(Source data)
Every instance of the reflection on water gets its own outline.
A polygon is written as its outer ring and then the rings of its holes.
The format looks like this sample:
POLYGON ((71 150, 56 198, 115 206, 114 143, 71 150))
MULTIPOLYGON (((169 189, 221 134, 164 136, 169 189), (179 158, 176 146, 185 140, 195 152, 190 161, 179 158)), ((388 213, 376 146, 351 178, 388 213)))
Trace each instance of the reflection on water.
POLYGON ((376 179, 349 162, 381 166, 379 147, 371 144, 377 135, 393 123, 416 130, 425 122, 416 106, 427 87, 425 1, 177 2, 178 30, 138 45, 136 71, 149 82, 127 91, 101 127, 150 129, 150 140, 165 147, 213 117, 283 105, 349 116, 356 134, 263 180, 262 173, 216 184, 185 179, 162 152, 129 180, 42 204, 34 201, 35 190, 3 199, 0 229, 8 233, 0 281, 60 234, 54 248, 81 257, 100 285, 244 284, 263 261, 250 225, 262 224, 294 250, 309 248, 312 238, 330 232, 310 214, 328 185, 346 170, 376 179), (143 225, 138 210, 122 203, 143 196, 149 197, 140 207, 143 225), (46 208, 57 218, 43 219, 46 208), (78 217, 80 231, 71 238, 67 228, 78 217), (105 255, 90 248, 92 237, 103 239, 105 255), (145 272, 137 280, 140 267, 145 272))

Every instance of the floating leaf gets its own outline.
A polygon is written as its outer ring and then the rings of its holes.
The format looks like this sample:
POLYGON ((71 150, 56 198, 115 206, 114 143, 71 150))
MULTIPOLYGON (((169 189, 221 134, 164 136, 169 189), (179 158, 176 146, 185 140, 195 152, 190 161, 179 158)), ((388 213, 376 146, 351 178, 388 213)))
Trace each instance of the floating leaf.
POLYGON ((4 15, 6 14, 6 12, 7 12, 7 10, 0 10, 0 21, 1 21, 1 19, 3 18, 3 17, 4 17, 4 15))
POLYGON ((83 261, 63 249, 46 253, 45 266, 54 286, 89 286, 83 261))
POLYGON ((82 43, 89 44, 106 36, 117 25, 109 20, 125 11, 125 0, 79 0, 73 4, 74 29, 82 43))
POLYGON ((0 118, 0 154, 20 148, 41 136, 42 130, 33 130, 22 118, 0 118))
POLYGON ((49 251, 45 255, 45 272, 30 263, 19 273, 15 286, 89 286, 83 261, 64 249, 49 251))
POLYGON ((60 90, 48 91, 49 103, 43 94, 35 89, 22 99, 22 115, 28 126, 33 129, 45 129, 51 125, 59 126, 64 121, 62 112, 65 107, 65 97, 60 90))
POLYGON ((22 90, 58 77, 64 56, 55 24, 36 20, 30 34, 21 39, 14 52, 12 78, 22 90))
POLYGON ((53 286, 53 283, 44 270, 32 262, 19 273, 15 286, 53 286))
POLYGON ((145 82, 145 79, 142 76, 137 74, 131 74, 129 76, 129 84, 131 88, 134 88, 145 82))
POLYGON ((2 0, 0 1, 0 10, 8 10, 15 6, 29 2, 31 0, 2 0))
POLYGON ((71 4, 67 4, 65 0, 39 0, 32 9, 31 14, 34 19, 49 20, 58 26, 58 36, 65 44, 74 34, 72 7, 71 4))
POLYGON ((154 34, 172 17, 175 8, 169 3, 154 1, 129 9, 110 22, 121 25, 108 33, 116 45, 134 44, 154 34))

-- What is required --
Reproduce every item above word for word, line by line.

-- Written response --
Every instance of the reflection on water gets its own outline.
A polygon is written as its outer ring and then the rings of its holes.
The format looks like this sample:
POLYGON ((71 150, 56 198, 115 206, 114 143, 71 150))
MULTIPOLYGON (((169 189, 221 134, 164 136, 169 189), (179 158, 176 146, 185 140, 195 152, 190 161, 179 158)), ((388 213, 376 146, 351 178, 388 213)))
Trace each instance of the reflection on water.
POLYGON ((376 179, 349 162, 381 166, 379 147, 371 144, 377 135, 393 123, 416 130, 425 122, 416 106, 427 87, 425 1, 177 2, 178 30, 138 45, 136 71, 149 82, 127 91, 101 127, 150 129, 150 140, 165 147, 213 117, 283 105, 349 116, 356 134, 263 180, 262 173, 216 184, 185 179, 162 152, 129 180, 42 204, 34 201, 35 190, 3 199, 0 229, 8 233, 0 281, 60 234, 54 248, 81 257, 100 285, 244 284, 263 261, 250 225, 262 224, 294 250, 309 248, 312 238, 330 232, 310 214, 328 185, 346 170, 376 179), (143 225, 138 210, 122 203, 143 196, 149 197, 140 207, 143 225), (46 208, 57 218, 43 219, 46 208), (78 217, 80 231, 71 238, 67 228, 78 217), (105 255, 90 248, 92 237, 103 239, 105 255), (145 272, 137 280, 140 267, 145 272))

Every instance of the floating leaf gets its own outline.
A polygon is written as its outer ring and then the rings of its holes.
The format looks like this sample:
POLYGON ((71 150, 56 198, 115 206, 114 143, 71 150))
MULTIPOLYGON (((169 189, 221 134, 164 136, 169 189), (179 158, 176 146, 185 140, 195 152, 190 161, 179 158)), ((388 213, 376 146, 351 178, 388 213)))
Trace each instance of the floating leaf.
POLYGON ((4 15, 6 14, 6 12, 7 12, 7 10, 0 10, 0 21, 1 21, 1 19, 3 18, 3 17, 4 17, 4 15))
POLYGON ((83 261, 63 249, 46 253, 45 266, 54 286, 89 286, 83 261))
POLYGON ((82 43, 89 44, 106 36, 117 25, 109 20, 125 11, 125 0, 79 0, 73 4, 74 29, 82 43))
POLYGON ((0 118, 0 154, 20 148, 41 136, 42 130, 33 130, 22 118, 0 118))
POLYGON ((49 251, 45 255, 45 272, 30 263, 19 273, 15 286, 89 286, 83 261, 64 249, 49 251))
POLYGON ((60 90, 48 91, 49 103, 43 94, 35 89, 22 99, 22 115, 28 126, 33 129, 45 129, 51 125, 59 126, 64 121, 62 112, 65 107, 65 97, 60 90))
POLYGON ((22 90, 58 77, 64 56, 55 24, 36 20, 30 34, 21 39, 14 52, 12 78, 22 90))
POLYGON ((53 286, 53 283, 44 270, 32 262, 19 273, 15 286, 53 286))
POLYGON ((145 82, 145 79, 142 76, 137 74, 131 74, 129 76, 129 84, 131 88, 134 88, 145 82))
POLYGON ((2 0, 0 1, 0 10, 8 10, 15 6, 29 2, 31 0, 2 0))
POLYGON ((71 4, 67 4, 65 0, 39 0, 32 9, 31 14, 34 19, 49 20, 58 26, 58 36, 65 44, 74 34, 72 7, 71 4))
POLYGON ((154 34, 172 17, 175 8, 169 3, 154 1, 129 9, 110 22, 121 25, 108 33, 116 45, 134 44, 154 34))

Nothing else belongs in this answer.